** Start **

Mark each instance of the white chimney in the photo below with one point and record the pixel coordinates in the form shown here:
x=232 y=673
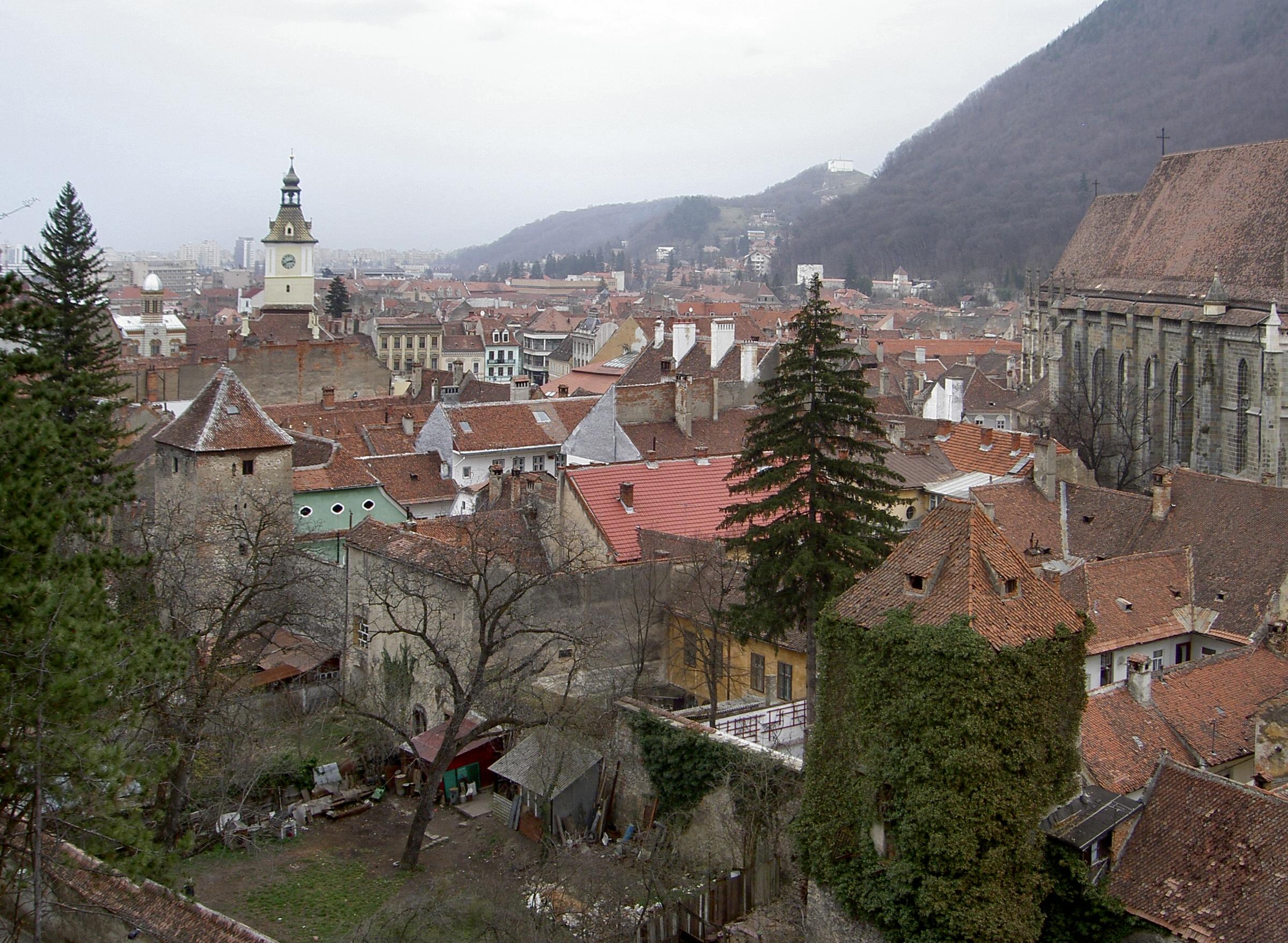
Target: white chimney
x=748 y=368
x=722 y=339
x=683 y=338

** End **
** Start **

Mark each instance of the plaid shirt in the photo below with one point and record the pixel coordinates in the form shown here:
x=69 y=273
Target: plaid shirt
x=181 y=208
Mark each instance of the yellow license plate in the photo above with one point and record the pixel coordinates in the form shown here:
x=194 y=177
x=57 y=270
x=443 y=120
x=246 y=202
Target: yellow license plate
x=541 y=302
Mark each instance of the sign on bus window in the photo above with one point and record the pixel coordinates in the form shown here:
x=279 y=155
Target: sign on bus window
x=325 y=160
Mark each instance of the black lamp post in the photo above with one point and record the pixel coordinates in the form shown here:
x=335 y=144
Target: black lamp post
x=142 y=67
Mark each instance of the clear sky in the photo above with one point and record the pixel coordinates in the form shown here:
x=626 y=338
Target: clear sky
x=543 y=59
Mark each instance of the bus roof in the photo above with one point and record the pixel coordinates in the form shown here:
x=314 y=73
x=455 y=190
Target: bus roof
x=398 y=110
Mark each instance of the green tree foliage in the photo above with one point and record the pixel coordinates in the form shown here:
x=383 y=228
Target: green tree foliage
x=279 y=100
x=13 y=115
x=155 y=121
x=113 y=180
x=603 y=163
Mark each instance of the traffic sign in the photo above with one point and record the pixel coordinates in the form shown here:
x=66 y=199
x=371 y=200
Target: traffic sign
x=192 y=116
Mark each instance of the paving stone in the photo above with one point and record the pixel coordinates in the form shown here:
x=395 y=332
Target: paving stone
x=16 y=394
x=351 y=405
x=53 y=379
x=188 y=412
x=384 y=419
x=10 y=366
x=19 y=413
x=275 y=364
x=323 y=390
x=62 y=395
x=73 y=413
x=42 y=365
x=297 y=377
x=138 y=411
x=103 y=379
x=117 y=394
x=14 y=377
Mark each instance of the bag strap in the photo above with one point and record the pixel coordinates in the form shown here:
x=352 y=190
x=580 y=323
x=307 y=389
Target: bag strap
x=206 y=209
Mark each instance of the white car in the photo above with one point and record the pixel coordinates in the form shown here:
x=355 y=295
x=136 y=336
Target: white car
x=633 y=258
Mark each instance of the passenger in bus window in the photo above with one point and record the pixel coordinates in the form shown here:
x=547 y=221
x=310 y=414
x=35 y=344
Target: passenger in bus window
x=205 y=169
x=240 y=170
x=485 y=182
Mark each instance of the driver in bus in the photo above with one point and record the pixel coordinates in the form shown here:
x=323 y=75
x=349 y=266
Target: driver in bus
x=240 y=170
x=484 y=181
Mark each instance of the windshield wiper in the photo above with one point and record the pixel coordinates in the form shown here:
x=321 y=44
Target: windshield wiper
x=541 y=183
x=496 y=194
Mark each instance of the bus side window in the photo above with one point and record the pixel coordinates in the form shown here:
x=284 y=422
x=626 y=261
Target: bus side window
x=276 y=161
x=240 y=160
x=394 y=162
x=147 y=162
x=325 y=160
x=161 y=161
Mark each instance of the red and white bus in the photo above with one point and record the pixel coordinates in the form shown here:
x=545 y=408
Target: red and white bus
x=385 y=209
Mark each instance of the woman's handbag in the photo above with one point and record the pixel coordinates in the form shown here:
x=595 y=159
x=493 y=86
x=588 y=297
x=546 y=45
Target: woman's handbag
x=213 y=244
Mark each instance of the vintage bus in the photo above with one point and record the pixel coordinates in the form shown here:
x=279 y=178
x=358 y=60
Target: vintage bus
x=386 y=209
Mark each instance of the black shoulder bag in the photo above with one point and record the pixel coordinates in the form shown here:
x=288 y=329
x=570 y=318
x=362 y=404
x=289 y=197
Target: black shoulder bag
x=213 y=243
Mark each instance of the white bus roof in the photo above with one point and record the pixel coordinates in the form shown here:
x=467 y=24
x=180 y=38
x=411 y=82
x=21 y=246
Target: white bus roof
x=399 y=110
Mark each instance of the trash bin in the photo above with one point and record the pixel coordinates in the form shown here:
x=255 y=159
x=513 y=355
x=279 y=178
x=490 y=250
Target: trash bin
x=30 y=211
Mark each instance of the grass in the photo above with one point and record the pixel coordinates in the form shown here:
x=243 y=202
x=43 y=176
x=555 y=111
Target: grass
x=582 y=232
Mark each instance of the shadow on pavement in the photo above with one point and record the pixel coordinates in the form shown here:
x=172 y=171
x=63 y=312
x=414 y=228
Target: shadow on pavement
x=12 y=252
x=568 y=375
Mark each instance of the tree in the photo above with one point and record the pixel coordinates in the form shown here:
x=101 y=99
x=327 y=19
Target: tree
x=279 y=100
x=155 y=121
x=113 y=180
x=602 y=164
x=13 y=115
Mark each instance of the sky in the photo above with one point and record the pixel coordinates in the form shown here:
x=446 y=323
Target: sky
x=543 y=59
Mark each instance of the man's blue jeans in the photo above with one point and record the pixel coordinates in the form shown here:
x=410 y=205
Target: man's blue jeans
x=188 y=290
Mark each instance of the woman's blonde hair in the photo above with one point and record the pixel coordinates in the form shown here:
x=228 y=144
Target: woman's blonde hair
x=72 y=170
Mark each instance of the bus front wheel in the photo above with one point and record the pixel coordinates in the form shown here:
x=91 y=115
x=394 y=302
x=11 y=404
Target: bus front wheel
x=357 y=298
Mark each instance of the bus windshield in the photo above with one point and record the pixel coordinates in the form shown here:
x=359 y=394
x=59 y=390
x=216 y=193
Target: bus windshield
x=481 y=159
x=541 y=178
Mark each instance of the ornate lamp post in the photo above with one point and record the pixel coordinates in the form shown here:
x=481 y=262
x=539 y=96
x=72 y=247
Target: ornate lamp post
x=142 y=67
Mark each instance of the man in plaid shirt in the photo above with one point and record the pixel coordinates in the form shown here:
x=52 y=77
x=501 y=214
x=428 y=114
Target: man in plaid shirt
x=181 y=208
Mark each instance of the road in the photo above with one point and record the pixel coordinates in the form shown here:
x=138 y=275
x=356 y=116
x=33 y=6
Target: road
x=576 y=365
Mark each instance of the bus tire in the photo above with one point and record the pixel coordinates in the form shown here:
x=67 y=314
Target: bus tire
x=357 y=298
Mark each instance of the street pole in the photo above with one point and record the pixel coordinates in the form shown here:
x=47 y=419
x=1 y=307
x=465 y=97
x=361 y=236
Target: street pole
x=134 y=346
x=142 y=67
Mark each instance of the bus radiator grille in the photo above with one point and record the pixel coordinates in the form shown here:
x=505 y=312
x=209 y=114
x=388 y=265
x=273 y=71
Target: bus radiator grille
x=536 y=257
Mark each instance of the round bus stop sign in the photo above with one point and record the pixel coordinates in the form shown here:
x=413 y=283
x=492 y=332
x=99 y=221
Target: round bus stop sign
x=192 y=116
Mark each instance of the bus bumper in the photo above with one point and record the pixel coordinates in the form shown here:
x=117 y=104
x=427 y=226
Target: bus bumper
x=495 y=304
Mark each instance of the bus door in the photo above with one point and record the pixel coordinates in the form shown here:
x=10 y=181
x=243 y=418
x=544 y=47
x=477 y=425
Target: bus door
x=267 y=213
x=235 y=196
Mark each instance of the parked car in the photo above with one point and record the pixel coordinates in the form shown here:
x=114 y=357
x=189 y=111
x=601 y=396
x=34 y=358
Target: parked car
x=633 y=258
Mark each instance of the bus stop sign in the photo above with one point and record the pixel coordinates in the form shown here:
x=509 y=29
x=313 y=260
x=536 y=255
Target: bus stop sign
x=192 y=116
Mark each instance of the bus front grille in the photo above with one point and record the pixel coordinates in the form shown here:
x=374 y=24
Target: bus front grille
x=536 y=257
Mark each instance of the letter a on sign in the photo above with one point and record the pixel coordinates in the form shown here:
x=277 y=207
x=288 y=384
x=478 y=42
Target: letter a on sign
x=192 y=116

** End **
** Start **

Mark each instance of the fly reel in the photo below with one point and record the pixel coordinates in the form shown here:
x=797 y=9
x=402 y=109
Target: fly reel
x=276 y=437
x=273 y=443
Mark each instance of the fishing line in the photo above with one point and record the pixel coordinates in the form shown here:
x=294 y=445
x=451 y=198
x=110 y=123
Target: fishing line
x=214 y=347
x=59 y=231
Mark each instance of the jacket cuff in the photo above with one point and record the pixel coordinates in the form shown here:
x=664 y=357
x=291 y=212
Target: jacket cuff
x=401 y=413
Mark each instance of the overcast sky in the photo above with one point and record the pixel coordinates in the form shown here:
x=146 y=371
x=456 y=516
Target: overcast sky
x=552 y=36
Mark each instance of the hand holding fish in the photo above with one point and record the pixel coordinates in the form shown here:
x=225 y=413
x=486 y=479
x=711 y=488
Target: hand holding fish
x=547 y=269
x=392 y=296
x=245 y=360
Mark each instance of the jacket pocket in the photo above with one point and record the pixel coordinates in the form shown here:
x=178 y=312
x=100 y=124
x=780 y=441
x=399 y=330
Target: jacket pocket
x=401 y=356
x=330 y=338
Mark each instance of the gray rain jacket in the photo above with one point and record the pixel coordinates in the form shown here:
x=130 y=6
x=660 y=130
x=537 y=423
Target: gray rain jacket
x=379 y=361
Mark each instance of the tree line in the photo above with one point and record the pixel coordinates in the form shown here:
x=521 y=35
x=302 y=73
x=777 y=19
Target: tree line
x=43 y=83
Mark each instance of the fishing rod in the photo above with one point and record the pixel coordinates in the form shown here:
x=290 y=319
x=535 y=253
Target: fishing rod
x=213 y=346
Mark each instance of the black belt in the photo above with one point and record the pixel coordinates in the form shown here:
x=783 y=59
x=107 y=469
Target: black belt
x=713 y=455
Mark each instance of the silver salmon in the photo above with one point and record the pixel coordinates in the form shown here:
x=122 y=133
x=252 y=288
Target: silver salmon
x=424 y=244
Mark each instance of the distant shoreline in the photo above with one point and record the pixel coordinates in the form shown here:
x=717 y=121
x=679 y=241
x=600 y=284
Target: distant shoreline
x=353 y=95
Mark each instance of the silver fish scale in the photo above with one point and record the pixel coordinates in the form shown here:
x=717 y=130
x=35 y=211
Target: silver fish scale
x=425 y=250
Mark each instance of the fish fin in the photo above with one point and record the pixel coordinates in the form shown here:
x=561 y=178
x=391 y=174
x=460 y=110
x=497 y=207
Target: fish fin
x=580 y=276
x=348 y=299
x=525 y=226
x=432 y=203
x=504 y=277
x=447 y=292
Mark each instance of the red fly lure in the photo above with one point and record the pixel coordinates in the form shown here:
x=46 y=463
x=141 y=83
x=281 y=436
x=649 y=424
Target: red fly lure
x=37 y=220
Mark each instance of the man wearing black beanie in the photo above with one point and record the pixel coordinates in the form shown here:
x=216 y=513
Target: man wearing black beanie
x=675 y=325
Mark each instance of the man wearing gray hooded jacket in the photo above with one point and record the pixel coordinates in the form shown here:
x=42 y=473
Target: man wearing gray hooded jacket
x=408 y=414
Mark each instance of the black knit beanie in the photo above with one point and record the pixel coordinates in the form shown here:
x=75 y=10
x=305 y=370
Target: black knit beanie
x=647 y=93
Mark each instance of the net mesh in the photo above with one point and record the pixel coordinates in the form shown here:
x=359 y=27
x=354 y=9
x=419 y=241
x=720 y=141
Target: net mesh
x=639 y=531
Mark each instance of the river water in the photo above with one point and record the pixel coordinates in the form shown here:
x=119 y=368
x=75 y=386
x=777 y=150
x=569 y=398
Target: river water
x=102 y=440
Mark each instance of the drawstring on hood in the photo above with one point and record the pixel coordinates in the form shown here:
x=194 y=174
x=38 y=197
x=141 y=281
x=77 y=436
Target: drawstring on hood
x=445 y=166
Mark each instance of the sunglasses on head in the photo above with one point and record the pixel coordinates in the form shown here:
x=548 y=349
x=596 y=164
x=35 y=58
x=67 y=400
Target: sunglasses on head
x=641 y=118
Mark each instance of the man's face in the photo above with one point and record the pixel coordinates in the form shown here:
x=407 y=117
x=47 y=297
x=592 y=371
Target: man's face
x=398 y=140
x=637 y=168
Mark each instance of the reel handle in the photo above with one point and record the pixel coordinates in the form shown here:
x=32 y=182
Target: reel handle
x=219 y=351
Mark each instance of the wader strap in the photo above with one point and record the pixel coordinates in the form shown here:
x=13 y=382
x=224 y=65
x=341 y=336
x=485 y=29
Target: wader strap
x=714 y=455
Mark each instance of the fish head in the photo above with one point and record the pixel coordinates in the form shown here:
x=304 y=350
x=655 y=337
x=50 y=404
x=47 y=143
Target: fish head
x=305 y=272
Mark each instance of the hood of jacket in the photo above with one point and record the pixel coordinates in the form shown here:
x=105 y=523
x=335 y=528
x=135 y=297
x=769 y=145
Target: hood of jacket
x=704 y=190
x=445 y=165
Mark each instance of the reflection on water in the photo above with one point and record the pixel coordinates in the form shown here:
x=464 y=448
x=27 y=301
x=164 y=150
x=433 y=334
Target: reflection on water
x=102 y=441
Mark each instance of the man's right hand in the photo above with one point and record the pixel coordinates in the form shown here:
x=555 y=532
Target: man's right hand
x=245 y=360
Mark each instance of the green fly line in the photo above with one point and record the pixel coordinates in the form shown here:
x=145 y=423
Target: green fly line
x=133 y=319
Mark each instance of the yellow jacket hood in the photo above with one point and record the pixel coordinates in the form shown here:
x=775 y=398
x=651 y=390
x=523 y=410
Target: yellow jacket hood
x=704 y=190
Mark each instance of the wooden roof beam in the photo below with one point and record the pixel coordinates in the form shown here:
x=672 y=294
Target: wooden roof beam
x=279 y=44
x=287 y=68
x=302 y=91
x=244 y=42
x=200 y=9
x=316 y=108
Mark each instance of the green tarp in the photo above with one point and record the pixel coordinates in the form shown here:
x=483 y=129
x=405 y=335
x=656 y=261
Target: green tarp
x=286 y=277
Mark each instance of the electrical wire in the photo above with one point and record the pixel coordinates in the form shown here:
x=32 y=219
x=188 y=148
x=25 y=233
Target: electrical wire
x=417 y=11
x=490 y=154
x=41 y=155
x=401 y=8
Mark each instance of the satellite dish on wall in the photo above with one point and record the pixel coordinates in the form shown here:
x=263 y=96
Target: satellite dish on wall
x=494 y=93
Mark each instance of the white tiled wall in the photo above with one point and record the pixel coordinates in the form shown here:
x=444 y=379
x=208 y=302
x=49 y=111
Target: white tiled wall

** End **

• Work to complete:
Output the stretch of the records above from the line containing "Mark each instance of the yellow license" through the line containing "x=398 y=110" as a JSON list of strings. Include both of those lines, give one string per line, and leave out blank lines.

• Result of the task:
[
  "Mark each instance of the yellow license plate in the photo above with one point and record the pixel coordinates in the form shown here:",
  "x=194 y=177",
  "x=57 y=270",
  "x=443 y=120",
  "x=246 y=202",
  "Target: yellow license plate",
  "x=541 y=302",
  "Mark each instance of the sign on bus window in the photo above with one point and record the pixel coordinates in the form shown here:",
  "x=279 y=155",
  "Target: sign on bus window",
  "x=325 y=160",
  "Mark each instance of the black lamp post in the photo above with one point and record the pixel coordinates in the form shown here:",
  "x=335 y=144",
  "Target: black lamp post",
  "x=142 y=67",
  "Mark each instance of the clear sky in the photo above with one point and record the pixel coordinates in the form shown here:",
  "x=626 y=338",
  "Target: clear sky",
  "x=543 y=59",
  "Mark each instance of the bus roof in the photo above with one point and record the pixel coordinates in the form shown here:",
  "x=314 y=73",
  "x=455 y=190",
  "Target: bus roof",
  "x=398 y=110"
]